§ Data in this exercise
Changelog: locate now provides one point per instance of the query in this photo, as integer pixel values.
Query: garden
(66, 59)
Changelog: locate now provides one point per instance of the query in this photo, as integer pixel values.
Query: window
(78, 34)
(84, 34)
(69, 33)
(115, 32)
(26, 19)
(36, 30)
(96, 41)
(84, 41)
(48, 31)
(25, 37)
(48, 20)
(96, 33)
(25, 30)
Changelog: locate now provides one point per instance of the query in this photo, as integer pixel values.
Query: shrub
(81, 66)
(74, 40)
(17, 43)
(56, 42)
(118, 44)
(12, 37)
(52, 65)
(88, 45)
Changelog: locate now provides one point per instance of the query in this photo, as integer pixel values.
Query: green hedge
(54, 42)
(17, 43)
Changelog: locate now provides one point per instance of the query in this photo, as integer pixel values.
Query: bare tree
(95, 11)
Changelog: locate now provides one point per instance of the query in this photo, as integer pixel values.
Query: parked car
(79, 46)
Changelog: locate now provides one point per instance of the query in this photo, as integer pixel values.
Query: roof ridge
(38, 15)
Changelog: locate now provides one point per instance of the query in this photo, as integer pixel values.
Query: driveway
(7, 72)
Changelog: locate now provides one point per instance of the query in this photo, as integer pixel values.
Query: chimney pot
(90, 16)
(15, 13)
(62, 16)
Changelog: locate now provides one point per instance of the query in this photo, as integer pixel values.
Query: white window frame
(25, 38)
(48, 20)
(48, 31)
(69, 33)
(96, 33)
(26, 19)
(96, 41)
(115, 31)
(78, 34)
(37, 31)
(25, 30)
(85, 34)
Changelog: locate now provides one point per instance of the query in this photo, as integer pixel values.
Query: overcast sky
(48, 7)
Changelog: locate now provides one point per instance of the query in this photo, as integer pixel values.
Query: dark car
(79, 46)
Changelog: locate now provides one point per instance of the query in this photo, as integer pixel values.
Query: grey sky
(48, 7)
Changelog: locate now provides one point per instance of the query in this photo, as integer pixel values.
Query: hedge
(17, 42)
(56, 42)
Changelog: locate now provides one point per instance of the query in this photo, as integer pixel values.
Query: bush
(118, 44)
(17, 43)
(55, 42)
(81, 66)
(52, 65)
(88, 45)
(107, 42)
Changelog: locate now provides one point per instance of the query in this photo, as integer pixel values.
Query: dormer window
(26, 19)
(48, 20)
* * *
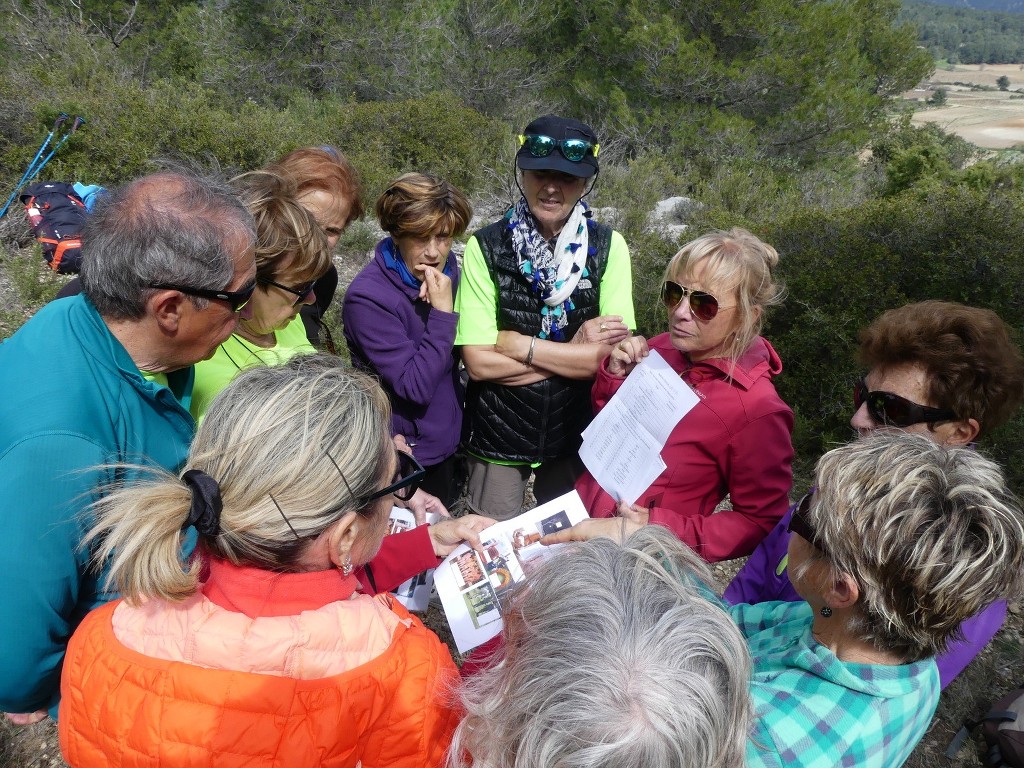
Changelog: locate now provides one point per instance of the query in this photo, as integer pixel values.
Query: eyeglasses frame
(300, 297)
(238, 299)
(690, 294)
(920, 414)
---
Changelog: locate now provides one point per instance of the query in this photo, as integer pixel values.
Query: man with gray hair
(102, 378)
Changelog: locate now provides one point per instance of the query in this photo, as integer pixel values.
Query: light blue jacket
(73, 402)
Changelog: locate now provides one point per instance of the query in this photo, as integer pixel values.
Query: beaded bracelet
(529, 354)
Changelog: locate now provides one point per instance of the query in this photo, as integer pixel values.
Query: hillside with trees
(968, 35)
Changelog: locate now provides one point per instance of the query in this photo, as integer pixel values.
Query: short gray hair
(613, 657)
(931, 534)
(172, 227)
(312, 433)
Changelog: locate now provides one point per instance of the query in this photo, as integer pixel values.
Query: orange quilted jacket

§ Aim of the exercise
All lines above from the one containing "Query: man with gray hair" to the one containing "Query: orange quilted jacket" must be repeated exactly, both lines included, and no others.

§ Problem solution
Query: man with gray hair
(102, 378)
Changelog: locate now provides one point per instance of the query in this photo, as integer pixel values.
Query: light blue jacket
(73, 402)
Changelog: locate now provides one point per instance of the query in this photo, as integer pixel values.
Query: beaded bracelet
(529, 354)
Changelog: locate now provides one point per instance of the query in this photo, as integer pixel values.
Query: hillside with trees
(968, 35)
Changelog: locate now provides one point per instance of the query in this photo, as integer pixel values.
Query: short gray hair
(613, 657)
(931, 534)
(172, 227)
(312, 433)
Changelog: locate now provides one point per instance of the query in this photo, as integer pixel values.
Query: orange quilted jacket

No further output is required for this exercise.